### PROBLEM TO WORK ON
As you work through the listing, transcribe every line exactly as it reads.
====== SOURCE DATA
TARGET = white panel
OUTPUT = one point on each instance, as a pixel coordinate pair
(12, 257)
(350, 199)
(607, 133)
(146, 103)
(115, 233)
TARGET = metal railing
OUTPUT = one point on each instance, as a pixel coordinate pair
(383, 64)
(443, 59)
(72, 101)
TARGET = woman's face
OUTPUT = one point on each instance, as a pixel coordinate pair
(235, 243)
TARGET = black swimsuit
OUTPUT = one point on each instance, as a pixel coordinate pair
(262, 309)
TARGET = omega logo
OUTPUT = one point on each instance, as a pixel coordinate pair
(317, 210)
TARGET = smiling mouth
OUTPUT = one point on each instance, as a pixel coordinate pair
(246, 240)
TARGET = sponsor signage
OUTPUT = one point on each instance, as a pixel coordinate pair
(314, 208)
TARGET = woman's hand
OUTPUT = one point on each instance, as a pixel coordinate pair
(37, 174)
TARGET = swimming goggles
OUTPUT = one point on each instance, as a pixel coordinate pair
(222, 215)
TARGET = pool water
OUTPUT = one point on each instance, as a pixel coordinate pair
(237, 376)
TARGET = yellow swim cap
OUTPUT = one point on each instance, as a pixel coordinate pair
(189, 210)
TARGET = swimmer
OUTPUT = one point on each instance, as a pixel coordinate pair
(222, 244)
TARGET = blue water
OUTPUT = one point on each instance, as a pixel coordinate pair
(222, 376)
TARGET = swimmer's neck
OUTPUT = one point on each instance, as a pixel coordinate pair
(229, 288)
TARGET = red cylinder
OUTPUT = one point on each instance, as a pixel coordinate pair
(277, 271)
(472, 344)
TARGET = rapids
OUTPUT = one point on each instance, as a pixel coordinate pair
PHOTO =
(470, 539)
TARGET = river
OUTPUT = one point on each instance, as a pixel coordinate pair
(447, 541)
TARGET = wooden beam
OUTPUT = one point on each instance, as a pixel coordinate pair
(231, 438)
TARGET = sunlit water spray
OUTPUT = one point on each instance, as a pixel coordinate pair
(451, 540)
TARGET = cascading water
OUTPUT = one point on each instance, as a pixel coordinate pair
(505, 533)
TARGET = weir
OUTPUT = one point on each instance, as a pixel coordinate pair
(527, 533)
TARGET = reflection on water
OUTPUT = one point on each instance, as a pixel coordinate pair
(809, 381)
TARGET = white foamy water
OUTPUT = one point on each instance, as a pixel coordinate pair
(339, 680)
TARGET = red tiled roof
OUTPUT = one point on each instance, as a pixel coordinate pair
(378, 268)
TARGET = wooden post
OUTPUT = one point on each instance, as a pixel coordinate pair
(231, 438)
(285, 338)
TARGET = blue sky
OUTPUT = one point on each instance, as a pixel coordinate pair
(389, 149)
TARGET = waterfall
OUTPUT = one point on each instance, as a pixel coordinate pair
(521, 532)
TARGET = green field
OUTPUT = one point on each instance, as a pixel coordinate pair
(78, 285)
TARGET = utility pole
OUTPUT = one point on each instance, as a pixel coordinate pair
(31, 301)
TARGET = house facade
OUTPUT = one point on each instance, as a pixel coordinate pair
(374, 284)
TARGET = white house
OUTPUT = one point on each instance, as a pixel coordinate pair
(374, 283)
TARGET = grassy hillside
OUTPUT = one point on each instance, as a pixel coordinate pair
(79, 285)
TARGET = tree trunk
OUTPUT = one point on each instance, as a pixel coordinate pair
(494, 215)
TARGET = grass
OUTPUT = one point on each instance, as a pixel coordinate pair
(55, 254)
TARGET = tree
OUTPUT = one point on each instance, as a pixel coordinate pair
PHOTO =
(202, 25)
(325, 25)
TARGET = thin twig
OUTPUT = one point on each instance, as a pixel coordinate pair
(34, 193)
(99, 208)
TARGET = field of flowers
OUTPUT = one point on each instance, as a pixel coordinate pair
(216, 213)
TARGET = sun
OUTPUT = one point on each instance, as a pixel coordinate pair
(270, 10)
============
### RESULT FOR THIS TASK
TARGET = white panel
OUTPUT = one point on each instance, as a pixel coordinate pair
(12, 257)
(350, 199)
(607, 133)
(146, 103)
(115, 233)
TARGET = metal railing
OUTPUT = one point on each instance, as a pixel coordinate pair
(383, 64)
(443, 59)
(72, 101)
TARGET = woman's face
OUTPUT = one point on each instance, as a pixel coordinate pair
(235, 243)
TARGET = black swimsuit
OUTPUT = one point on each instance, as a pixel coordinate pair
(262, 309)
TARGET = omega logo
OUTPUT = one point on each instance, as a pixel coordinate pair
(317, 210)
TARGET = smiling mouth
OUTPUT = one point on each instance, as a pixel coordinate pair
(246, 240)
TARGET = sponsor signage
OUTPUT = one point on each instance, as a pixel coordinate pair
(314, 208)
TARGET = woman's hand
OUTPUT = one point on each instance, as a pixel coordinate pair
(37, 174)
TARGET = swimming goggles
OUTPUT = one point on each instance, as a pixel coordinate pair
(222, 215)
TARGET = pool water
OUTPUT = one point on each instance, as a pixel coordinate pair
(237, 376)
TARGET = yellow swim cap
OUTPUT = one point on each instance, as a pixel coordinate pair
(189, 210)
TARGET = swimmer
OUTPUT = one point on each instance, as a pixel coordinate pair
(222, 244)
TARGET = blue water
OUTPUT = one point on each instance, as a pixel coordinate pair
(222, 376)
TARGET = swimmer's neck
OUTPUT = one point on each instance, as a pixel coordinate pair
(229, 288)
TARGET = red cylinder
OUTPUT = one point on each instance, as a pixel coordinate pair
(277, 271)
(472, 344)
TARGET = rapids
OUTPUT = one point on each instance, as a pixel coordinate pair
PHOTO =
(470, 539)
TARGET = river
OUTPUT = one point on each instance, as a pixel coordinate pair
(447, 541)
TARGET = wooden beam
OUTPUT = one point on each instance, as a pixel coordinate pair
(231, 438)
TARGET = sunlit water spray
OUTPUT = one point on each instance, as a pixel coordinate pair
(451, 540)
TARGET = cascading water
OUTPUT = one point on each instance, as a pixel coordinate pair
(505, 533)
TARGET = weir
OUTPUT = one point on each instance, as a pixel coordinate pair
(527, 533)
TARGET = reflection on water
OUTPUT = one point on each instance, as a pixel coordinate pair
(809, 381)
TARGET = white foamy water
OUTPUT = one point on each instance, as a pixel coordinate pair
(339, 680)
TARGET = red tiled roof
OUTPUT = one point on each instance, as a pixel coordinate pair
(378, 268)
TARGET = wooden post
OUTPUT = one point on each instance, as a pixel coordinate pair
(231, 438)
(285, 338)
TARGET = blue sky
OUTPUT = one point on each instance, as a pixel coordinate pair
(389, 149)
TARGET = waterfall
OUTPUT = one point on each instance, as a pixel coordinate pair
(521, 532)
TARGET = green field
OUTPUT = one point on each instance, as a pixel coordinate pair
(78, 285)
TARGET = utility pole
OUTPUT = one point on each instance, as a pixel coordinate pair
(31, 301)
TARGET = house facade
OUTPUT = one point on each instance, as a pixel coordinate pair
(374, 284)
TARGET = white house
OUTPUT = one point on each instance, as a pixel coordinate pair
(374, 283)
TARGET = grassy hillside
OUTPUT = one point on each instance, as a pixel coordinate pair
(79, 285)
TARGET = tree trunk
OUTPUT = one point on each instance, as a pixel coordinate pair
(494, 215)
TARGET = grass
OUTPUT = one point on each instance, as a pixel coordinate pair
(55, 254)
TARGET = tree
OUTPUT = one point on each instance, as a pixel coordinate pair
PHOTO =
(202, 25)
(325, 25)
TARGET = thin twig
OUTPUT = one point on each instance, as a pixel coordinate pair
(34, 193)
(99, 208)
TARGET = field of flowers
OUTPUT = one point on each instance, as a pixel coordinate pair
(216, 213)
TARGET = sun
OUTPUT = one point on each instance, as a pixel coordinate pair
(270, 10)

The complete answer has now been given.